(Spatial localization data)
++++++++

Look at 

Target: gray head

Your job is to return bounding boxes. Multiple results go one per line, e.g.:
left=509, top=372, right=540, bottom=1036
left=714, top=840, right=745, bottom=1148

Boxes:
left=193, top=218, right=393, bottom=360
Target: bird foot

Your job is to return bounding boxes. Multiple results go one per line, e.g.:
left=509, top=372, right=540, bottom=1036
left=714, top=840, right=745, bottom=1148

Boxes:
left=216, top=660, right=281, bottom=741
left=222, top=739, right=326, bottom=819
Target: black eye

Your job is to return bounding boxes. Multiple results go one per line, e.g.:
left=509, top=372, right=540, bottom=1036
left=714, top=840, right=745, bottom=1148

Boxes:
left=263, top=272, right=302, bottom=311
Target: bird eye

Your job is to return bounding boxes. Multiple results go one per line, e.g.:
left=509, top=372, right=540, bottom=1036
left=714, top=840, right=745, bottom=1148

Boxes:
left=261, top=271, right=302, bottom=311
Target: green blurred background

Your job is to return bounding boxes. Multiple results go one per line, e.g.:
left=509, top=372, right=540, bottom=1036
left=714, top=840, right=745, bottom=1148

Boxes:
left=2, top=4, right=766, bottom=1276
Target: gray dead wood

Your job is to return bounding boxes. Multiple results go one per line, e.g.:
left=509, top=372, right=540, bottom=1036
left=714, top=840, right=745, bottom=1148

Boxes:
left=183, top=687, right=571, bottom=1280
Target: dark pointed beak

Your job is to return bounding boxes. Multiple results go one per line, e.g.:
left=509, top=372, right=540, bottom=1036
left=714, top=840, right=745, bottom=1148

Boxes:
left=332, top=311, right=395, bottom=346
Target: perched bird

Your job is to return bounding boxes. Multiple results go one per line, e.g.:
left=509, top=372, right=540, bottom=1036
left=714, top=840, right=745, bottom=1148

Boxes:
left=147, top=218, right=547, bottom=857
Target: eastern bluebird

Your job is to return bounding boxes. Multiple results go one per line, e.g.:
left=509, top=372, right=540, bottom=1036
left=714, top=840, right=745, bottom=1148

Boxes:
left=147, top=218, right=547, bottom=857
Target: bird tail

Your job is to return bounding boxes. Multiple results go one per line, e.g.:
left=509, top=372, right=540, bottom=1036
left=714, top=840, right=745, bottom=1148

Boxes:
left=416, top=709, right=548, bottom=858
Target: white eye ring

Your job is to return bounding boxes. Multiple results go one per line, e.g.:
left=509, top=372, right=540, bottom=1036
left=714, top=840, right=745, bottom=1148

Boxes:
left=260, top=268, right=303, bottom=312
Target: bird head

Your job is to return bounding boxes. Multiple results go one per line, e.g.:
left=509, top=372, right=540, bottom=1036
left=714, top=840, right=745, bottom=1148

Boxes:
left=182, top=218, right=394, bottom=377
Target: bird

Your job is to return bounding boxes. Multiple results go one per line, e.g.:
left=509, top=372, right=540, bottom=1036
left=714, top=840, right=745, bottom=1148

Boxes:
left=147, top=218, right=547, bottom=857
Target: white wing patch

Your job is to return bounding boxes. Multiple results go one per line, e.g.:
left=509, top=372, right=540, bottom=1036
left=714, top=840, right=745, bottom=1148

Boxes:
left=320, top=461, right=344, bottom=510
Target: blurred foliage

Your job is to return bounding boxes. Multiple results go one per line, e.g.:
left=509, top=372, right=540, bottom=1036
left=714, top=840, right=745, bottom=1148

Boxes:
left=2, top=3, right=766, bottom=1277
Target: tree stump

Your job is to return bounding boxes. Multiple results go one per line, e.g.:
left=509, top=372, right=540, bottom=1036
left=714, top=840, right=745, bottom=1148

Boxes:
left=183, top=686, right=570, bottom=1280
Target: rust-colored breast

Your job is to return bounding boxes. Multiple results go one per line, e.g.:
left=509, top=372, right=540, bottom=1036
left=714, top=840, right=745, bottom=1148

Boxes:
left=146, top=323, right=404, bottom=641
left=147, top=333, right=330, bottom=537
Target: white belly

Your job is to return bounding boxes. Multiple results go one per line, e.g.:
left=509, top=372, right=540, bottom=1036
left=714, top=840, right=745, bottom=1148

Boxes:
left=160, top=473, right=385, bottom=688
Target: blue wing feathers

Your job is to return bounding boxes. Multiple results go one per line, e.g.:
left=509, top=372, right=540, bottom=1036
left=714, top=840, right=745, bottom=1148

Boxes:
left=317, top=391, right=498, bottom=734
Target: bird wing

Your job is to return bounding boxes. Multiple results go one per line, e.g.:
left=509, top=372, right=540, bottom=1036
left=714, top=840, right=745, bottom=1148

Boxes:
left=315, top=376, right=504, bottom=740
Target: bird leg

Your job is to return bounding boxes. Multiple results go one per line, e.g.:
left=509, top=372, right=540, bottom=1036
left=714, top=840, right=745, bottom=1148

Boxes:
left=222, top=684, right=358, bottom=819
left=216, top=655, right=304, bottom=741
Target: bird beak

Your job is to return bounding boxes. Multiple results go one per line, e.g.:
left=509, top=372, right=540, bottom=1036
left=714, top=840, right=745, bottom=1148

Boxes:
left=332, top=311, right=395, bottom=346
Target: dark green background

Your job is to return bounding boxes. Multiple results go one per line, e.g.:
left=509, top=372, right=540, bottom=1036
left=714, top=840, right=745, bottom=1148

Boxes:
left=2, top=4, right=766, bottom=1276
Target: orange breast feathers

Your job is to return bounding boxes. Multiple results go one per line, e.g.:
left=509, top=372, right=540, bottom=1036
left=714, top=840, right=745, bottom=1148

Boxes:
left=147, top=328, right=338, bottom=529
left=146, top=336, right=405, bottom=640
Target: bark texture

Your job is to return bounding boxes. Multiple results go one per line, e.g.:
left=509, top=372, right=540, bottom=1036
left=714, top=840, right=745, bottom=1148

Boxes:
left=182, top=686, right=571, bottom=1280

++++++++

--- WHAT THE TASK ASKS ---
Go through the records and count the lines that include the string "background"; state that number alone.

--- TASK RESULT ---
2